DATA FOR PROCESSING:
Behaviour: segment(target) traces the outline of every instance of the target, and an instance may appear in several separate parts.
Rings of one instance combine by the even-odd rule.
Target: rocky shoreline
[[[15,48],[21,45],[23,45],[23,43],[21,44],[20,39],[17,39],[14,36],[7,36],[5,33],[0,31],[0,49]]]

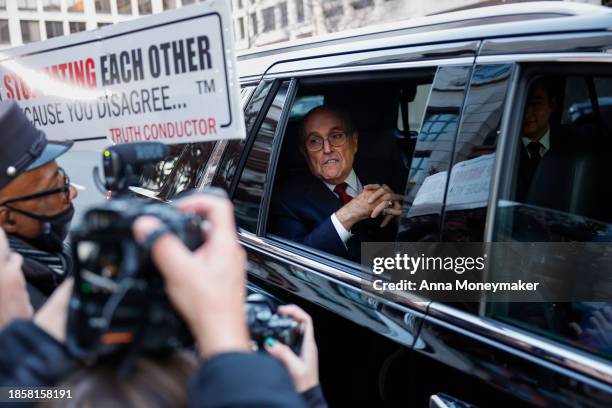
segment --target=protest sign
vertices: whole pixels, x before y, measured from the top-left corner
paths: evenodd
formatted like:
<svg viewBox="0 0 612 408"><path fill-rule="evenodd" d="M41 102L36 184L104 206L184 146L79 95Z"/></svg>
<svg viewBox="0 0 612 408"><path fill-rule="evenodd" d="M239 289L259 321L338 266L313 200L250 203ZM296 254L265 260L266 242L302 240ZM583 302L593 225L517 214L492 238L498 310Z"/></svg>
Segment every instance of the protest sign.
<svg viewBox="0 0 612 408"><path fill-rule="evenodd" d="M231 21L212 0L6 50L0 98L49 139L243 138Z"/></svg>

EXERCISE DIRECTIONS:
Duplicate both entries above line for line, with no change to any character, and leave the pictures out.

CORRECT RESULT:
Behaviour: segment(target) traces the outline of every instance of the target, and an instance may appear in several separate parts.
Rings of one instance combine by the even-odd rule.
Target: rocky shoreline
[[[15,48],[21,45],[23,45],[23,43],[21,44],[20,39],[17,39],[14,36],[7,36],[5,33],[0,31],[0,49]]]

segment --target=protest sign
vertices: whole pixels, x before y, measured from the top-left corner
paths: evenodd
formatted like:
<svg viewBox="0 0 612 408"><path fill-rule="evenodd" d="M41 102L36 184L104 206L184 146L79 95Z"/></svg>
<svg viewBox="0 0 612 408"><path fill-rule="evenodd" d="M239 289L259 321L338 266L313 200L250 203ZM296 254L265 260L266 242L302 240ZM583 302L593 225L517 214L492 238L498 310Z"/></svg>
Segment every instance of the protest sign.
<svg viewBox="0 0 612 408"><path fill-rule="evenodd" d="M231 21L212 0L6 50L0 98L49 139L243 138Z"/></svg>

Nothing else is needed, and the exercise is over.